§ Task 1:
Answer these questions using the excerpt about pip's upgrade strategy:
(a) Which existing numpy version does the writer want to keep?
(b) Which pandas version does the --user command report as successfully installed?
(c) What download size is shown for the pandas wheel in the -t command?
§ Task 2:
From the excerpt about pip's upgrade strategy, extract the part from "I'm trying to" to "--upgrade-strategy only-if-needed.", word for word.
§ Task 3:
Extend the excerpt about pip's upgrade strategy, picking up right after its final line.

§ Excerpted passage:
************
I'm trying to avoid upgrading dependencies unnecessarily when using -t to install a package in a specific location. However, when I use -t, dependencies are all upgraded even when I specify
--upgrade-strategy only-if-needed.

In contrast, --upgrade-strategy only-if-needed works as expected when used with --user.

What I've run:

Here's an example of installing pandas where I don't want to upgrade from the existing numpy (1.13.1)

## --user + --upgrade-strategy only-if-needed: works as expected 
$ pip install  --upgrade-strategy only-if-needed --user pandas
Collecting pandas
  Using cached pandas-0.22.0-cp36-cp36m-manylinux1_x86_64.whl
Requirement not upgraded as not directly required: numpy>=1.9.0 in /usr/local/lib/python3.6/dist-packages (from pandas)
Collecting python-dateutil>=2 (from pandas)
  Using cached python_dateutil-2.7.2-py2.py3-none-any.whl
Collecting pytz>=2011k (from pandas)
  Using cached pytz-2018.3-py2.py3-none-any.whl
Collecting six>=1.5 (from python-dateutil>=2->pandas)
  Using cached six-1.11.0-py2.py3-none-any.whl
Installing collected packages: six, python-dateutil, pytz, pandas
Successfully installed pandas-0.22.0 python-dateutil-2.7.2 pytz-2018.3 six-1.11.0

## -t + --upgrade-strategy only-if-needed: does not work as expected 
 $ pip install  --upgrade-strategy only-if-needed -t /tmp/pandas pandas
Collecting pandas
  Downloading pandas-0.22.0-cp36-cp36m-manylinux1_x86_64.whl (26.2MB)
************
§ Dataset records about object locations:
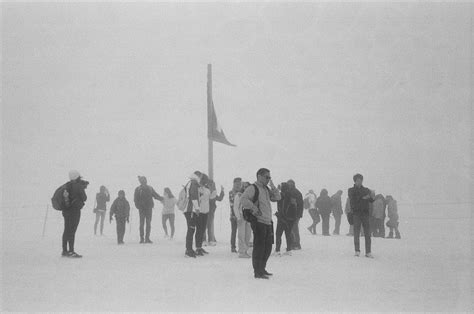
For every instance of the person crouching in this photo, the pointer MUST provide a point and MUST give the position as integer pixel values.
(121, 209)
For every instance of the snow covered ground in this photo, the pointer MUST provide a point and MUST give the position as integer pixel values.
(428, 270)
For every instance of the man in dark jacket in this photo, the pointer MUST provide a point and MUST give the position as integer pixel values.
(324, 205)
(75, 193)
(144, 195)
(296, 198)
(337, 211)
(360, 199)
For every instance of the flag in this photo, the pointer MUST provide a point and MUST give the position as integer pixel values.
(215, 132)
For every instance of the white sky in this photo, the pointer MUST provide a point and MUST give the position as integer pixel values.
(315, 92)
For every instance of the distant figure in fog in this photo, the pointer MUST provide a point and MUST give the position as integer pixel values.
(336, 204)
(237, 186)
(324, 205)
(393, 218)
(168, 214)
(76, 198)
(256, 201)
(378, 213)
(143, 198)
(121, 210)
(295, 201)
(101, 199)
(360, 198)
(311, 198)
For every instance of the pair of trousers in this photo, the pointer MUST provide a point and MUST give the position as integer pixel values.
(233, 232)
(201, 222)
(325, 218)
(191, 219)
(210, 226)
(262, 246)
(283, 226)
(243, 231)
(71, 221)
(120, 228)
(145, 217)
(164, 219)
(295, 233)
(337, 227)
(99, 215)
(362, 220)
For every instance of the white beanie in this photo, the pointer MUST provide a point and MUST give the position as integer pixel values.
(73, 175)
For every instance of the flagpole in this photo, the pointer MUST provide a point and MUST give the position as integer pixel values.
(209, 106)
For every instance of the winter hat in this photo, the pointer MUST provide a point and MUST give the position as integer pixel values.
(74, 175)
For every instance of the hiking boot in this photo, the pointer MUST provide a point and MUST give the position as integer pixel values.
(190, 253)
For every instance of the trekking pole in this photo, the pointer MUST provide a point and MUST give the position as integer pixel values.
(45, 219)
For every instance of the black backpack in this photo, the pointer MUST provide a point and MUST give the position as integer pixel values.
(60, 200)
(247, 213)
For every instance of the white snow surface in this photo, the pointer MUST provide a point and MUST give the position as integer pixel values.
(427, 270)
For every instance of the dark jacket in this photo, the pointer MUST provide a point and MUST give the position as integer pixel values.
(143, 197)
(77, 194)
(120, 208)
(324, 204)
(358, 204)
(102, 199)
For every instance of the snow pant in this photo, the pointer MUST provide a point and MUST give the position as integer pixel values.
(233, 232)
(191, 219)
(295, 231)
(210, 226)
(145, 217)
(99, 215)
(164, 219)
(325, 218)
(361, 220)
(337, 227)
(120, 228)
(316, 219)
(284, 226)
(262, 246)
(201, 222)
(379, 228)
(71, 221)
(243, 232)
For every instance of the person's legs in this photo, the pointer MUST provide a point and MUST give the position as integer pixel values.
(164, 218)
(233, 224)
(172, 225)
(357, 224)
(141, 212)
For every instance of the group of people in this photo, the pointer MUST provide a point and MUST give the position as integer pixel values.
(251, 214)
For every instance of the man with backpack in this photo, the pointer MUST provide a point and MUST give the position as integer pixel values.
(70, 199)
(144, 195)
(257, 210)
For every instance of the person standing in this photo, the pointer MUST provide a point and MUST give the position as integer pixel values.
(337, 211)
(101, 200)
(168, 214)
(75, 195)
(243, 226)
(360, 199)
(262, 224)
(378, 214)
(324, 205)
(192, 211)
(313, 212)
(121, 210)
(212, 210)
(233, 218)
(393, 217)
(296, 200)
(143, 198)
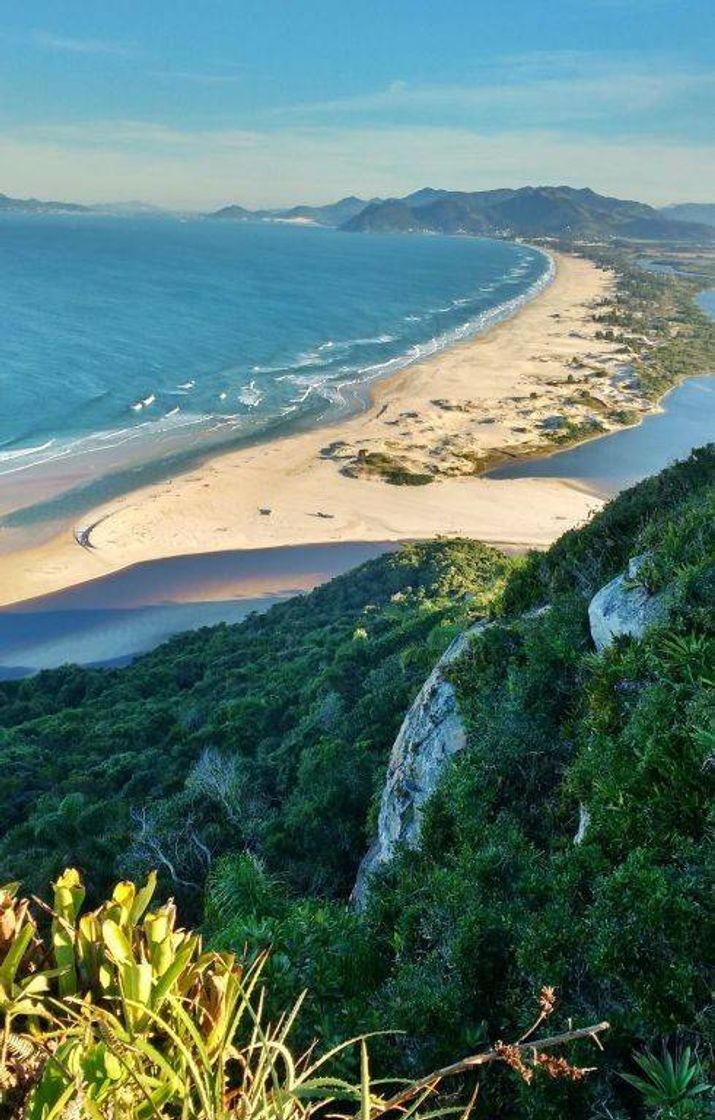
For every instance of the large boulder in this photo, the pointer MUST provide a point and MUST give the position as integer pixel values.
************
§ Expected answer 1:
(a) 1.13.1
(b) 0.22.0
(c) 26.2MB

§ Expected answer 2:
I'm trying to avoid upgrading dependencies unnecessarily when using -t to install a package in a specific location. However, when I use -t, dependencies are all upgraded even when I specify
--upgrade-strategy only-if-needed.

§ Expected answer 3:
    100% |################################| 26.3MB 64kB/s 
Collecting python-dateutil>=2 (from pandas)
  Downloading python_dateutil-2.7.2-py2.py3-none-any.whl (212kB)
    100% |################################| 215kB 7.2MB/s 
Collecting pytz>=2011k (from pandas)
  Downloading pytz-2018.3-py2.py3-none-any.whl (509kB)
    100% |################################| 512kB 3.0MB/s 
Collecting numpy>=1.9.0 (from pandas)
  Using cached numpy-1.14.2-cp36-cp36m-manylinux1_x86_64.whl
Collecting six>=1.5 (from python-dateutil>=2->pandas)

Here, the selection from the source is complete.